TASK REQUIREMENTS:
Please write out the data below once more, exactly as it stands.

DATA EXTRACTS:
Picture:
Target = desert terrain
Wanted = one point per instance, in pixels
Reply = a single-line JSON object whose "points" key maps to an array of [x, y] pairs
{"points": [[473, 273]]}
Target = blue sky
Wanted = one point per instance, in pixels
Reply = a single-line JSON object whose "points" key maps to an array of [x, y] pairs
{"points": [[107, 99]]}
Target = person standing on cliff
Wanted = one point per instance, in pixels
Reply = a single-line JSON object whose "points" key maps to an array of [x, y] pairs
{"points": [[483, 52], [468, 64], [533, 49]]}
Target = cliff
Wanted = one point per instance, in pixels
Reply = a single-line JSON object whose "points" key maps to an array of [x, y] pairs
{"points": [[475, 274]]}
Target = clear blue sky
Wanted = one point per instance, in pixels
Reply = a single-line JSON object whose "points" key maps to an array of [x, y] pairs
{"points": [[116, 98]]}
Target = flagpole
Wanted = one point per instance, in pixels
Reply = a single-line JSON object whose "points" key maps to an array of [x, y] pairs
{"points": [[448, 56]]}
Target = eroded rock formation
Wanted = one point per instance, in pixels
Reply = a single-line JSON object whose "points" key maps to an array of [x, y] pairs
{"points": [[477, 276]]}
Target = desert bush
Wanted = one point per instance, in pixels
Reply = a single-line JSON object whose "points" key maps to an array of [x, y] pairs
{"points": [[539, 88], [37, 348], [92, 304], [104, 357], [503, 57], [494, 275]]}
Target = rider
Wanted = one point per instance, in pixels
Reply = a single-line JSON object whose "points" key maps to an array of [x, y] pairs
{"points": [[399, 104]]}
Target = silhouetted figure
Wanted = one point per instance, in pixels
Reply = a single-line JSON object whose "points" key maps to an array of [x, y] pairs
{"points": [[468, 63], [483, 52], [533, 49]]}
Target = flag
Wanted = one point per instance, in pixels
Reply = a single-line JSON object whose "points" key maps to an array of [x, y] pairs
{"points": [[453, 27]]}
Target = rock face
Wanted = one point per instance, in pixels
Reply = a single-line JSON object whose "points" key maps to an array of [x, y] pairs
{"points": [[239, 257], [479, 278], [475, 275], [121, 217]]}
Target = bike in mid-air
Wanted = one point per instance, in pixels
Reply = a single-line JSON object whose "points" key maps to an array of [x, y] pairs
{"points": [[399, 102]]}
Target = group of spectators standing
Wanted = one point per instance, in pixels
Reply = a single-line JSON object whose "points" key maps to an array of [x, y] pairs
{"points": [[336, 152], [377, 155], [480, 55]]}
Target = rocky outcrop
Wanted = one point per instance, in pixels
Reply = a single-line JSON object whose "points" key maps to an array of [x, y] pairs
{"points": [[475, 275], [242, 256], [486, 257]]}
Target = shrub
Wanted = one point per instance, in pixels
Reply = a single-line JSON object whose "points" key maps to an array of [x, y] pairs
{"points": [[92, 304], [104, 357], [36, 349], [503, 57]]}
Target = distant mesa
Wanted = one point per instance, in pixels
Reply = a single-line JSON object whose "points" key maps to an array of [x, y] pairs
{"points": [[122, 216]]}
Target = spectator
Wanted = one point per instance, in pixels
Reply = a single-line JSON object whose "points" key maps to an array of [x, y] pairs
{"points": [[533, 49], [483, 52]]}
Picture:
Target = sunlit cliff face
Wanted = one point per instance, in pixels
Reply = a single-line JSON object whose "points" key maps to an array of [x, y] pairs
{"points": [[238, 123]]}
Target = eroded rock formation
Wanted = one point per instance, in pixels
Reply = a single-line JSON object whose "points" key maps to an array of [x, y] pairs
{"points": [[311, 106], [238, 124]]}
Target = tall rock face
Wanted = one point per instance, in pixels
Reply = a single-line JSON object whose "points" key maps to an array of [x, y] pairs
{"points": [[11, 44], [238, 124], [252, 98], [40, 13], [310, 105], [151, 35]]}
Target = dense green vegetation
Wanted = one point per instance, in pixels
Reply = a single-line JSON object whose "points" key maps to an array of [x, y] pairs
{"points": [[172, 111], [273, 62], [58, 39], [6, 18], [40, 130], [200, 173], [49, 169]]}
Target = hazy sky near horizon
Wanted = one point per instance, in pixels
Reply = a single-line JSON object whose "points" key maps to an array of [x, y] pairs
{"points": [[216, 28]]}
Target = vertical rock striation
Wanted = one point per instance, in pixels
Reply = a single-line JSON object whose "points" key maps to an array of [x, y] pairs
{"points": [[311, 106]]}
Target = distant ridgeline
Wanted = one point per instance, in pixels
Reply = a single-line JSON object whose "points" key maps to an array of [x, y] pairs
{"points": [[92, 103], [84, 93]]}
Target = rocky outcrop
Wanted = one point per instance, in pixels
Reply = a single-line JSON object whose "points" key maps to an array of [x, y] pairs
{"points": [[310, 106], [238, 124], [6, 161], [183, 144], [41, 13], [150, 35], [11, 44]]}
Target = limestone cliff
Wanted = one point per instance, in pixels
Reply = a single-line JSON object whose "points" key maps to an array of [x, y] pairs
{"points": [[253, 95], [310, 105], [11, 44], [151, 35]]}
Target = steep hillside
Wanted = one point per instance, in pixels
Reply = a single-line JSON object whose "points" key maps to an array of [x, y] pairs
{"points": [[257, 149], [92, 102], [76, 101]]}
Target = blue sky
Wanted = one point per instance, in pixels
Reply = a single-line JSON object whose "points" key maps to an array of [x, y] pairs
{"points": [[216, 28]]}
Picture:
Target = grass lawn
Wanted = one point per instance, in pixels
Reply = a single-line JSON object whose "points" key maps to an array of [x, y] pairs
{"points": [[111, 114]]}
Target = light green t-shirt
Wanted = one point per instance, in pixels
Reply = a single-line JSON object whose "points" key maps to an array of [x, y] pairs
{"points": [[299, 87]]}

EXERCISE RESPONSE:
Picture:
Target = desert terrain
Wanted = one point per instance, in pixels
Reply = a single-line JSON object whose "points" key maps to an array of [x, y] pairs
{"points": [[473, 273]]}
Target = blue sky
Wanted = one point per instance, in pixels
Reply = a single-line JSON object whose "points" key maps to an array of [x, y] pairs
{"points": [[107, 99]]}
Target = person standing on cliff
Wanted = one point per instance, in pixels
Reply = a single-line JSON object whose "points" key maps to an array of [x, y] pairs
{"points": [[483, 52], [468, 64], [533, 49]]}
Target = cliff
Wanted = one point per instance, in pixels
Reply = a single-line JSON object whose "points" key maps to an array of [x, y] pairs
{"points": [[475, 274]]}
Target = clear blue sky
Wanted = one point per instance, in pixels
Reply = a single-line JSON object whose "points" key maps to an array of [x, y] pairs
{"points": [[116, 98]]}
Target = flagpole
Wanted = one point per instance, in pixels
Reply = a single-line JSON object whose "points" key maps to an array of [x, y] pairs
{"points": [[448, 56]]}
Target = eroded rock formation
Wanted = one point per instance, in pixels
Reply = a single-line JSON object whose "points" key maps to an array of [x, y] pairs
{"points": [[477, 276]]}
Target = desert bush
Wanted = one point per instance, in pixels
Reply = a single-line JSON object whose "points" key maps to an array of [x, y] pairs
{"points": [[539, 88], [37, 348], [92, 304], [104, 357], [503, 57], [494, 275]]}
Target = rider
Wanted = one point per instance, in pixels
Reply = a single-line JSON object whose "points" key maps to an array of [x, y] pairs
{"points": [[399, 104]]}
Target = silhouetted figure
Wanted = one point per instance, in pixels
Reply = a single-line JSON object whose "points" key maps to an array of [x, y] pairs
{"points": [[468, 63], [483, 52], [533, 49]]}
Target = flag
Wanted = one point per instance, in pixels
Reply = a single-line JSON object whose "points" key maps to an array of [x, y] pairs
{"points": [[453, 27]]}
Target = rock face
Wanted = one point per instance, in pixels
Reply = a single-line JSON object whose "points" key maps to an array of [x, y] pairs
{"points": [[239, 257], [479, 278], [475, 275], [121, 217]]}
Target = bike in mid-air
Wanted = one point per instance, in pixels
Reply = a single-line JSON object whose "points" key maps to an array of [x, y] pairs
{"points": [[399, 102]]}
Target = group of spectators standing
Wanted = one point per instance, in pixels
Reply = a single-line JSON object whose "points" key maps to an array of [x, y] pairs
{"points": [[336, 152], [377, 155], [480, 55]]}
Target = rocky outcrop
Wanted = one point per instance, in pixels
Reply = a single-line JSON object whose "points" key maps to an array of [x, y] pairs
{"points": [[475, 275], [242, 256], [486, 257]]}
Target = shrub
Wanted = one point per instance, in pixels
Reply = a single-line JSON object whose "points" key maps to an array of [x, y] pairs
{"points": [[92, 304], [104, 357], [36, 349], [503, 57]]}
Target = distant mesa
Wanted = one point per instance, in pixels
Reply = a single-line JSON object whose "points" key maps to an array of [x, y] pairs
{"points": [[122, 216]]}
Target = spectator
Wanted = one point per instance, in pixels
Reply = a single-line JSON object whose "points" key maps to an array of [x, y] pairs
{"points": [[533, 49], [483, 52]]}
Picture:
Target = sunlit cliff face
Wanted = one point per instance, in pixels
Reply = a single-line JSON object whose "points" key maps to an array of [x, y] pairs
{"points": [[238, 123]]}
Target = eroded rock formation
Wanted = one point per instance, in pixels
Reply = a single-line JSON object whose "points" key maps to an array of [x, y] pairs
{"points": [[311, 106], [238, 124]]}
Target = tall rock face
Wanted = one point per instance, in pixels
Reply = a single-line JSON object whose "points" key maps to an array of [x, y] pairs
{"points": [[11, 44], [238, 124], [252, 98], [40, 13], [310, 105], [151, 35]]}
Target = dense green vegetation
Wanted = one point per instance, in pixels
Reply = a single-line JSON object whose "points" key maps to an array of [x, y] pairs
{"points": [[172, 111], [273, 62], [58, 39], [6, 18], [40, 130], [200, 173], [49, 169]]}
Target = hazy sky near horizon
Wanted = one point per instance, in pixels
Reply = a single-line JSON object whose "points" key maps to an array of [x, y] pairs
{"points": [[216, 28]]}
Target = vertical rock striation
Wanted = one point per instance, in pixels
Reply = a single-line JSON object whose "points" key maps to an array of [x, y] pairs
{"points": [[311, 106]]}
Target = distant ridgeline
Wanted = one point per instance, in pixels
Reply = a single-line JSON object whose "points" key maps to an array of [x, y] pairs
{"points": [[92, 103], [84, 93]]}
Target = rocky outcrop
Wanted = one point per instance, in pixels
Reply = a single-line JSON object whose "points" key maps to an array of [x, y] pairs
{"points": [[310, 106], [238, 124], [6, 161], [183, 144], [41, 13], [150, 35], [11, 44]]}
Target = limestone cliff
Wanted = one point per instance, in pixels
Reply = a single-line JSON object whose "points" key maps to an array of [x, y] pairs
{"points": [[253, 95], [310, 105], [11, 44], [151, 35]]}
Target = steep hillside
Wanted = one point per instance, in pixels
Reply = a single-line JSON object whose "points" key maps to an array of [x, y] pairs
{"points": [[257, 149], [92, 102], [76, 101]]}
Target = blue sky
Wanted = one point per instance, in pixels
Reply = a single-line JSON object whose "points" key maps to an array of [x, y] pairs
{"points": [[216, 28]]}
Picture:
Target = grass lawn
Wanted = one point per instance, in pixels
Reply = a single-line JSON object whose "points" key maps to an array of [x, y] pairs
{"points": [[111, 114]]}
Target = light green t-shirt
Wanted = one point per instance, in pixels
Reply = a single-line JSON object whose "points" key maps to an array of [x, y] pairs
{"points": [[299, 87]]}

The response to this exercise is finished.